## SUPPLIED RECORDS
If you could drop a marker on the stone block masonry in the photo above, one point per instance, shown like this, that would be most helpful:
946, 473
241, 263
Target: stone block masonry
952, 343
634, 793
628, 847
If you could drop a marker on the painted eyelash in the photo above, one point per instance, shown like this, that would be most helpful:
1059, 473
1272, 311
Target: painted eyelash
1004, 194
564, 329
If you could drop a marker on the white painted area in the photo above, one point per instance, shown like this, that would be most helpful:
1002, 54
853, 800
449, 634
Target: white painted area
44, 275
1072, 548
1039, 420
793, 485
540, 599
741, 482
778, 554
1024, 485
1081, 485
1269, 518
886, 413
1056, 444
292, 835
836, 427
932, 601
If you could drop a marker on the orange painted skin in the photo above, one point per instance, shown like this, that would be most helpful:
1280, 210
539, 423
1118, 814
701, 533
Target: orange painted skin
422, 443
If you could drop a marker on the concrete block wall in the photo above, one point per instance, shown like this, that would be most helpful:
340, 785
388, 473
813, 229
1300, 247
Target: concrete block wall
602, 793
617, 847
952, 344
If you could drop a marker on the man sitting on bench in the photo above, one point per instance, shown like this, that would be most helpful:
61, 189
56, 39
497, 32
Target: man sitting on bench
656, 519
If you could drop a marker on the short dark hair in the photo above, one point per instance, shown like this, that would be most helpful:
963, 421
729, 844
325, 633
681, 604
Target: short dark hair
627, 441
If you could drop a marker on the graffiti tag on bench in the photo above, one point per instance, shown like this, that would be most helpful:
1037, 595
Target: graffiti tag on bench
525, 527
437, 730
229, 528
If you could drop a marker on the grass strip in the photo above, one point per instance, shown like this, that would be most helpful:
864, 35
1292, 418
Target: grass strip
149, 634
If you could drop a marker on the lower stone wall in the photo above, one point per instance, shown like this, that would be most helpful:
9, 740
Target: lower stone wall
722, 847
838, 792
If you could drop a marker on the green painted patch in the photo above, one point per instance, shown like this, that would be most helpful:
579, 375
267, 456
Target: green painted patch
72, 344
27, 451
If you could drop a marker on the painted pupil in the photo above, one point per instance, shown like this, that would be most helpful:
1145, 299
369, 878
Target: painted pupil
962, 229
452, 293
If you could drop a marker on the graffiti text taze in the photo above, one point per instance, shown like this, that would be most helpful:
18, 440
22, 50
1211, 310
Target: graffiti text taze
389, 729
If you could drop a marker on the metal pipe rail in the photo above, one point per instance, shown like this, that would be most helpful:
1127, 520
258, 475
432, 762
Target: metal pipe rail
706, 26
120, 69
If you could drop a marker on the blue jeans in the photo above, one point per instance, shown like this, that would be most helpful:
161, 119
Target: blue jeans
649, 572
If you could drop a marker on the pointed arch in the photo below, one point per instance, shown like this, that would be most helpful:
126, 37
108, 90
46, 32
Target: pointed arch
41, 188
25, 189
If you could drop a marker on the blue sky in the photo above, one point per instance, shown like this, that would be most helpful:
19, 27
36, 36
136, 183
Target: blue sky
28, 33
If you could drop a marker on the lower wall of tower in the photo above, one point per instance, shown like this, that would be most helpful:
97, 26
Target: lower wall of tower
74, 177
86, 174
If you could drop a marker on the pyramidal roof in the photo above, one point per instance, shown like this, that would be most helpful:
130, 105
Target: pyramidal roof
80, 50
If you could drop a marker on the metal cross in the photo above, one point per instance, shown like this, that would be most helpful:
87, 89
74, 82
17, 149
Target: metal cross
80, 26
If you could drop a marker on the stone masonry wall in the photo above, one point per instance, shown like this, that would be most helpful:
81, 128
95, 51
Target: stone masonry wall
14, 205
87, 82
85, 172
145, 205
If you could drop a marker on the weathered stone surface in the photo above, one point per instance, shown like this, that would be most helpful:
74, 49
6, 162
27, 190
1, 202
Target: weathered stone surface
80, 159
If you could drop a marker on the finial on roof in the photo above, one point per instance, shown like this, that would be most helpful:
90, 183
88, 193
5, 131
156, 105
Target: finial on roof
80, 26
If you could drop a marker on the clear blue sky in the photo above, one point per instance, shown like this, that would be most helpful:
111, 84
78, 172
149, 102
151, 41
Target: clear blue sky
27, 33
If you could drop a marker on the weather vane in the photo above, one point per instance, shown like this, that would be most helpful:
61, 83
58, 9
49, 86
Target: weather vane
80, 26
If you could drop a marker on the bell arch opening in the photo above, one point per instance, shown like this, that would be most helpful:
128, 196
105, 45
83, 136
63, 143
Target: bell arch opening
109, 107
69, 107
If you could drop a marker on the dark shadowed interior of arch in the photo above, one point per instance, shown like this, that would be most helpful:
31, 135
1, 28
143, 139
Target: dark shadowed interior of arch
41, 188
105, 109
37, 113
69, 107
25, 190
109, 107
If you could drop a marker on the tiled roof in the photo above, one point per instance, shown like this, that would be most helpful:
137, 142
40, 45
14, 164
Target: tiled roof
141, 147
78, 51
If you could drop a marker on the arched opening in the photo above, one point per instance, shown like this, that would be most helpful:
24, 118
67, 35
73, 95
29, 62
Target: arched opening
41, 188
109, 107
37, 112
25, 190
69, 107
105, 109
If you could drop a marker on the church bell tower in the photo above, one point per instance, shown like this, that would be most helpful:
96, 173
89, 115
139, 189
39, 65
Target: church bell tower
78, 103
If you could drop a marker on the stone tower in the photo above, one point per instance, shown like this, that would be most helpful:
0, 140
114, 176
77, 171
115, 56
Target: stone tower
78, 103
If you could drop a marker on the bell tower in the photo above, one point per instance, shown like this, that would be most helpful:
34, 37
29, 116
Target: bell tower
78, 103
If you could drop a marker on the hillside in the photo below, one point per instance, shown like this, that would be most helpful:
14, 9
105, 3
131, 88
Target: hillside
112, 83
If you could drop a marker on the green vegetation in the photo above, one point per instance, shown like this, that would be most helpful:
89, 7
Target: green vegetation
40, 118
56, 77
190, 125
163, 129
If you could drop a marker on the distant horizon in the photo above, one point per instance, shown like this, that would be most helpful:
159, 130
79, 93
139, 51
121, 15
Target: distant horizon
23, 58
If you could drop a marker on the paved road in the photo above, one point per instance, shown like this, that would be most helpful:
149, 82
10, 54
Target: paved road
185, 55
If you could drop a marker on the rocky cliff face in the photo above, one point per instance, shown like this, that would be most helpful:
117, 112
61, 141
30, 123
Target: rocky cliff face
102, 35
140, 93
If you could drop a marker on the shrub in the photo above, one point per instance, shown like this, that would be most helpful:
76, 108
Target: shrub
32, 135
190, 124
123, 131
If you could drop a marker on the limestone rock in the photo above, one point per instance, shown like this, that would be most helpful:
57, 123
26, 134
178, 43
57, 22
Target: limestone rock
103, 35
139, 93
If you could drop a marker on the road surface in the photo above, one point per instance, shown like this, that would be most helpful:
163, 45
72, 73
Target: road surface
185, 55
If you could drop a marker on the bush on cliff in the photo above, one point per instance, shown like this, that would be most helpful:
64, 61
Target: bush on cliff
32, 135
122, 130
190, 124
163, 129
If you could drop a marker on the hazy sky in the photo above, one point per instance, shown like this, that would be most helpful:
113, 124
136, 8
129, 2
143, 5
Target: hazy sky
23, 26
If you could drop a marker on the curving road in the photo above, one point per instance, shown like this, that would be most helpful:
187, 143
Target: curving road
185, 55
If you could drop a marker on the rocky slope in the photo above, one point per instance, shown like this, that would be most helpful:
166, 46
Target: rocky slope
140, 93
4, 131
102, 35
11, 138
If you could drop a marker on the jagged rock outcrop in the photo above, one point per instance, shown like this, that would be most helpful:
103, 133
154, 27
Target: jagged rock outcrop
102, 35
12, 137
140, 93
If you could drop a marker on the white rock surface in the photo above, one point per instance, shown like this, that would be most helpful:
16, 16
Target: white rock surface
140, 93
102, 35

## CHALLENGE
Copy all of the data above word for word, keeping every line as it appears.

## FINISHED TASK
If you could drop a marker on the stone block masonry in the photo above, one point per instance, shown like this, that would be most helpful:
946, 473
241, 263
Target: stone block masonry
952, 343
634, 793
628, 847
If you could drop a marker on the painted eyelash in the photo above, one point per instance, shown like this, that would be most helpful:
1059, 473
1272, 311
Target: painted eyelash
1004, 194
564, 329
If you could drop a marker on the white painted area in the photo above, one point per instance, shown like this, that would be most helpful:
1002, 54
853, 800
449, 634
Target: white painted area
44, 275
1072, 548
1039, 420
793, 485
540, 599
741, 482
778, 554
1024, 485
1081, 485
1269, 518
886, 413
1056, 444
292, 835
836, 427
932, 601
If you could drop a marker on the orange painted skin in the photo above, one point per instance, shown like this, that would be most helpful:
1280, 210
539, 423
1118, 814
701, 533
Target: orange painted skin
422, 443
If you could drop a marker on the concrete block wall in the photo above, one point per instance, shown like this, that would be most helpful:
340, 785
388, 473
813, 229
1300, 247
Target: concrete block wall
602, 793
617, 847
952, 344
If you could drop a marker on the man sitting on bench in the photo above, one point per instance, shown like this, that would be most helpful:
61, 189
56, 39
497, 32
Target: man sitting on bench
656, 519
If you could drop a marker on the short dark hair in the photo above, one point per instance, shown like this, that would be most helpful:
963, 421
729, 844
325, 633
681, 604
Target: short dark hair
627, 441
If you could drop a marker on the graffiti tag on bench in the photo above, one point per instance, shown like this, that would be most helpful:
1037, 595
Target: graffiti tag on bench
525, 527
437, 730
229, 528
If you could drop a marker on the grass strip in the photo above, one point per instance, shown like this, that would be most helpful:
864, 35
1292, 418
Target: grass strip
149, 634
If you could drop a marker on the lower stone wall in the photo above, one point per instance, shown like this, that would be most helpful:
9, 740
Target: lower stone wall
722, 847
838, 792
If you could drop a marker on the green painted patch in the photo above, one point per instance, shown like this, that would be most helpful:
579, 375
267, 456
Target: green painted patch
72, 344
27, 451
If you could drop a marker on the painted pupil in the photo above, one point per instance, shown like this, that would be most helpful:
1145, 299
369, 878
Target: painted pupil
962, 229
452, 293
If you could drop a marker on the graffiti text taze in the photo above, one point per instance, shown like this, that would be most helpful:
18, 440
22, 50
1211, 310
Target: graffiti text taze
389, 729
If you could drop a marker on the metal pipe rail in the photo above, one point per instance, shown like this, that would be most helpful:
1127, 520
258, 475
432, 762
Target: metal pipe rail
706, 26
120, 69
If you could drop a marker on the blue jeans in the photo above, one point per instance, shown like this, that would be most helpful:
161, 119
Target: blue jeans
649, 572
If you could drop a marker on the pointed arch in the photo below, one point per instance, shown like this, that would be most helpful:
126, 37
108, 90
46, 32
Target: pointed arch
41, 188
25, 189
If you could drop a marker on the blue sky in the photo above, one point per instance, shown like this, that would be most helpful:
19, 27
36, 36
136, 183
Target: blue sky
28, 33
If you could drop a marker on the lower wall of tower in the photo above, one point per instance, shown like this, that would be most helpful:
97, 26
Target: lower wall of tower
74, 177
86, 174
If you could drop a marker on the pyramidal roof in the photo above, one point per instance, shown like this, that would be most helpful:
130, 105
Target: pyramidal roof
80, 50
If you could drop a marker on the metal cross in the photo above, one point per instance, shown like this, that would be most helpful:
87, 89
74, 82
17, 149
Target: metal cross
80, 26
If you could drop a marker on the stone masonry wall in the photo above, one point per instance, shown like this, that would be most helpful:
81, 128
95, 51
Target: stone masonry wall
14, 205
87, 82
85, 172
145, 205
If you could drop a marker on the weathered stone surface in the photo above, one point per instance, shown like this, that would be most helpful:
74, 49
6, 162
27, 190
1, 202
Target: weathered stone surface
80, 159
If you could drop a marker on the finial on roof in the photo above, one point per instance, shown like this, that would be most helpful:
90, 183
88, 193
5, 131
156, 105
Target: finial on roof
80, 26
If you could drop a marker on the clear blue sky in the photo above, one point per instance, shown like this, that would be most helpful:
111, 84
78, 172
149, 102
151, 41
Target: clear blue sky
27, 33
If you could drop a marker on the weather vane in the photo above, one point per instance, shown like this, that would be most helpful:
61, 83
58, 9
49, 86
Target: weather vane
80, 26
If you could drop a marker on the bell arch opening in the photo above, one point per instance, shown like this, that would be most helpful:
128, 196
105, 45
83, 136
63, 143
Target: bell arch opening
109, 107
69, 107
If you could drop a marker on the dark shadowed interior of arch in the photo above, one point per instance, shown like this, that would be most helpful:
31, 135
1, 28
143, 139
Target: dark shadowed interior of arch
41, 188
105, 109
37, 113
69, 107
25, 190
109, 107
If you could drop a marker on the tiled roof in the photo above, one point per instance, shown like this, that would be most helpful:
137, 142
40, 45
14, 164
Target: tiled roof
141, 147
78, 51
If you could drop a marker on the arched opening in the photo above, one point per instance, shown like this, that would be most helpful:
24, 118
67, 35
73, 95
29, 62
Target: arched opening
41, 188
109, 107
37, 112
25, 190
69, 107
105, 109
If you could drop a marker on the church bell tower in the photo above, one point per instance, shown like this, that would be most helpful:
96, 173
89, 115
139, 189
39, 65
Target: church bell tower
78, 103
If you could drop a marker on the stone tower in the photo above, one point per instance, shown like this, that would be most helpful:
0, 140
114, 176
77, 171
115, 56
Target: stone tower
78, 103
If you could drop a marker on the bell tower in the photo above, one point per instance, shown like this, that would be most helpful:
34, 37
29, 116
Target: bell tower
78, 103
If you could drop a marker on the hillside in the photo below, one point per instance, shown like this, that would be most helpful:
14, 9
105, 3
131, 88
Target: hillside
112, 83
If you could drop a marker on the green vegetation in the photo above, one point per instance, shown like this, that would be most helpful:
89, 7
Target: green vegetation
40, 118
56, 77
190, 125
163, 129
If you could drop a marker on the distant horizon in the photo above, one point per instance, shown like this, that would be most helpful:
159, 130
79, 93
139, 51
121, 15
Target: distant horizon
23, 58
If you could drop a marker on the paved road in the photo above, one point per instance, shown like this, that would be most helpful:
149, 82
10, 54
Target: paved road
185, 55
If you could drop a marker on the rocky cliff face in the photo above, one point per instance, shown like this, that would be most helpful:
117, 112
61, 141
30, 123
Target: rocky cliff face
102, 35
140, 93
If you could drop a marker on the shrub in the photo above, one point per instance, shown like this, that would be most helpful:
76, 108
Target: shrub
32, 135
190, 124
123, 131
If you could drop a marker on the limestone rock in the photo above, one point per instance, shown like this, that would be most helpful:
57, 123
26, 134
178, 43
57, 22
Target: limestone rock
103, 35
139, 93
If you could drop a marker on the road surface in the photo above, one point per instance, shown like this, that would be most helpful:
163, 45
72, 73
Target: road surface
185, 55
If you could drop a marker on the bush on cliff in the photo above, one point per instance, shown like this, that would be most helpful:
64, 61
Target: bush on cliff
32, 135
122, 130
190, 124
163, 129
If you could drop a marker on the hazy sky in the photo above, one point per instance, shown like this, that would be most helpful:
113, 124
136, 8
129, 2
143, 5
Target: hazy sky
23, 26
If you could drop a marker on the curving road in the photo above, one point per instance, shown like this, that would be most helpful:
187, 143
Target: curving road
185, 55
If you could drop a marker on the rocky slope in the photo above, one point per instance, shown like this, that would be most helpful:
166, 46
Target: rocky slope
140, 93
4, 131
102, 35
11, 138
If you could drop a marker on the jagged rock outcrop in the photo above, one point per instance, shown like this, that would be most helpful:
103, 133
154, 27
Target: jagged rock outcrop
102, 35
12, 137
140, 93
If you could drop a marker on the white rock surface in the photo above, one point per instance, shown like this, that would be most helpful:
16, 16
Target: white rock surface
140, 93
102, 35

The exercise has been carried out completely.